**Written exercise a**
In the records, rescale everything from the line with "lavender bush, written" up to and including the last line, and write all those lines out again, requests included. Multiply each point coordinate in the answers by 0.65 and round it to a whole number, halves up, leave the format samples unchanged, and omit the pictures.

**Document**
[Start]

But that did not count: it was not me that did it; it was a game and
I was acting a part.

"Only what if, dear God, there was some court that did not recognize
this defense, but simply wrote down everything as it happened; that
did not look into my heart, but simply noted the swastika armband?
Before that court I was in a wretched position. Dear God, where had I
gone wrong? What should I say to the judge who asked, 'You wear a
swastika armband and say that you do not want to. Then why do you
wear it?'"

Nazi propaganda, policies and terror had broken down traditional
support networks. You couldn't be sure whom to trust. Everyone could
be on the government payroll, or could turn into informants to save
their skins. And so arms went out in Nazi salutes, militarist songs
were sung at rallies and on the streets, "each one of us the Gestapo
of the others." In fear, individualism was crushed, leaving most
citizens to relate only to The Leader, or to their military units,
the comradeship offered by fascism.

Millions of Marks for a Loaf of Bread

Then there was the economic factor, the terror associated with having
no money with which to live. One reads Haffner's description of the
hyper-inflation crisis, but it's difficult to accept or
understand: "No other nation has experienced anything comparable to
the events of 1923 in Germany. All nations went through the Great
War, and most of them have also experienced revolutions, social
crises, strikes, redistributions of wealth, and currency devaluation.
None but Germany has undergone the fantastic, grotesque extreme of
all of these together; none has experienced the gigantic, carnival
dance of death, the unending, bloody Saturnalia, in which not only
money but all standards lost their value.

" . . . Anyone who had savings in a bank or bonds saw their value
disappear overnight. Soon it did not matter whether it was a penny
put away for a rainy day or a vast fortune. Everything was
obliterated . . . A pound of potatoes which yesterday had cost fifty
thousand marks now cost a hundred thousand. The salary of sixty-five
thousand marks brought home the previous Friday was no longer
sufficient to buy a packet of cigarettes on Tuesday . . . In August,
the dollar reached a million [marks]. . . . In September, a million
marks no longer had any practical value . . . At the end of October,
it was a billion . . . The atmosphere became revolutionary once
again."

When citizens face uncertainty on this scale = and the fear and
dislocation that attend all such social traumas - a man on a white
horse promising to restore order has great appeal, even to some
staunch democrats.

There were other ingredients that went into the bubbling fascist vat:
the humiliating terms of the Versailles Treaty that were placed on
defeated Germany after World War I; the unceasing propaganda barrage
in the mass media, helping citizens to agree with the government; the
martial mentality that pervaded society. "From 1914 to 1918 a
generation of German schoolboys daily experienced war as a great,
thrilling, enthralling game between nations, which provided far more
excitement and emotional satisfaction than anything peace could
offer; and that is where [Nazism] draws its allure from: its
simplicity, its appeal to the imagination, and its zest for action;
but also its intolerance and its cruelty toward internal
opponents . . . Ultimately, that is also the source of Nazism's
belligerent attitude toward neighboring states. Other countries are
not regarded as neighbors, but must be opponents, whether they like
it or not."

[End]

**Rows**
[Start]

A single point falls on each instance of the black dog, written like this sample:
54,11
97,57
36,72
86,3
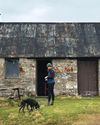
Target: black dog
28,102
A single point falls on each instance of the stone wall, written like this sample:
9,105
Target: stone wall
99,77
66,76
26,80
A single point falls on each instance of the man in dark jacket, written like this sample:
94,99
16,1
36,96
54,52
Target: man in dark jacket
50,82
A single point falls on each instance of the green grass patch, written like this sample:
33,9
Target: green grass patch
65,111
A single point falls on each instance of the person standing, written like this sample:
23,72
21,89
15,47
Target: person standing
51,83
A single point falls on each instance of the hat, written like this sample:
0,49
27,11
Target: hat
49,65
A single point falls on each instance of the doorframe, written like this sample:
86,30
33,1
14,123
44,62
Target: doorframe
97,70
43,59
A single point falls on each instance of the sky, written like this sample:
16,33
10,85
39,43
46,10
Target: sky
49,10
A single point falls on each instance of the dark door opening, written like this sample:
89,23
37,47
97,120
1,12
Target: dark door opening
41,73
88,77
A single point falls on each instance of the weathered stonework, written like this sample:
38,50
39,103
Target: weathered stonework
99,77
66,76
26,80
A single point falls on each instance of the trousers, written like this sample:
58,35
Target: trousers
51,95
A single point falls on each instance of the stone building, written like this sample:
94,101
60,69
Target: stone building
72,48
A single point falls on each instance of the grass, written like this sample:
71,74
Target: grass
66,111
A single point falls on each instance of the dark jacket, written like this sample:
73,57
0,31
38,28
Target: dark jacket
51,75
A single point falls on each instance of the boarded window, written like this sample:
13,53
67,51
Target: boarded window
12,68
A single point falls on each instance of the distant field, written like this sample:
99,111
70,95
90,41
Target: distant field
66,111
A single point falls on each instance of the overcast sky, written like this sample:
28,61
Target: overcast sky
50,10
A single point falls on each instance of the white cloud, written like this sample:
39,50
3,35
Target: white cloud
50,10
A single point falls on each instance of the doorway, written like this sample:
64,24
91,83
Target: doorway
88,77
41,73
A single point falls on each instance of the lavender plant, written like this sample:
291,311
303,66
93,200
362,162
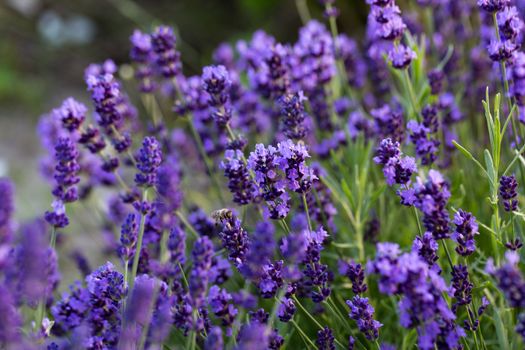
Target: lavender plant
330,193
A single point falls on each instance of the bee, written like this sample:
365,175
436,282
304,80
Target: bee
222,215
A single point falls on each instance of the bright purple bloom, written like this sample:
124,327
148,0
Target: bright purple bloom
240,182
325,339
507,192
293,115
128,237
466,229
286,310
149,159
363,313
401,56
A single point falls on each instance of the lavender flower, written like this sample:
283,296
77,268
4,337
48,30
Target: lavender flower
466,229
216,82
214,340
363,313
239,180
234,238
128,237
72,114
286,310
462,287
507,191
148,162
325,339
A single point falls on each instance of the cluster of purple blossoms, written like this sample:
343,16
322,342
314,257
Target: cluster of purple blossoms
507,192
356,274
509,26
426,248
390,27
466,229
277,170
240,182
66,178
142,54
234,238
397,169
110,105
363,313
216,82
422,304
431,196
293,115
149,159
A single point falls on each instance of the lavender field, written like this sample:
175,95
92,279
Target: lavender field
356,189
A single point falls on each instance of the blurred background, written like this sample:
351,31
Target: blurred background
45,46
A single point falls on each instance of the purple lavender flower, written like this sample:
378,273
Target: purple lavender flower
142,54
240,183
148,161
466,229
507,191
397,170
234,238
462,287
163,42
214,340
427,248
401,56
493,5
253,336
6,216
325,339
66,170
263,162
422,305
72,114
139,311
435,80
286,310
291,161
106,289
363,313
431,197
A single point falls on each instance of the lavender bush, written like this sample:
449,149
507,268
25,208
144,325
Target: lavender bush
331,193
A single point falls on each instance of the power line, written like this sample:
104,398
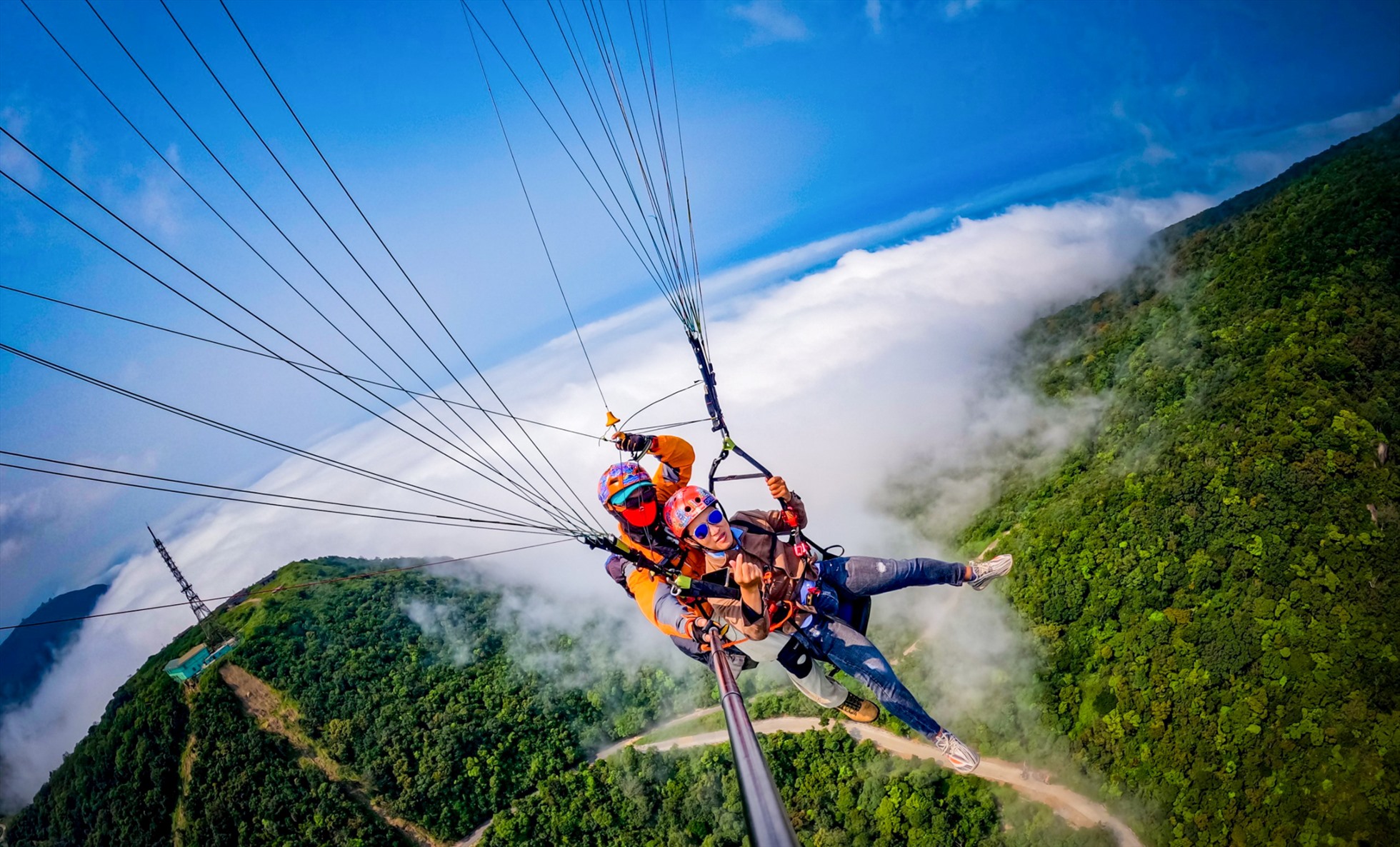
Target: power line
534,496
251,352
7,176
280,588
584,518
182,482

[End]

**Written exercise b**
From the passage on Nazi Germany, quote the words from "But that did" up to and including "the swastika armband?" without changing them.

**Exercise output a**
A single point falls on each instance of the lavender bush, written like this sample:
449,149
507,268
25,208
144,325
Target: lavender bush
215,125
A single point falls on each instance of the power line, written like this sample:
104,398
Target: power line
347,322
163,229
5,114
182,382
380,337
118,313

**Exercise output b**
But that did not count: it was not me that did it; it was a game and
I was acting a part.

"Only what if, dear God, there was some court that did not recognize
this defense, but simply wrote down everything as it happened; that
did not look into my heart, but simply noted the swastika armband?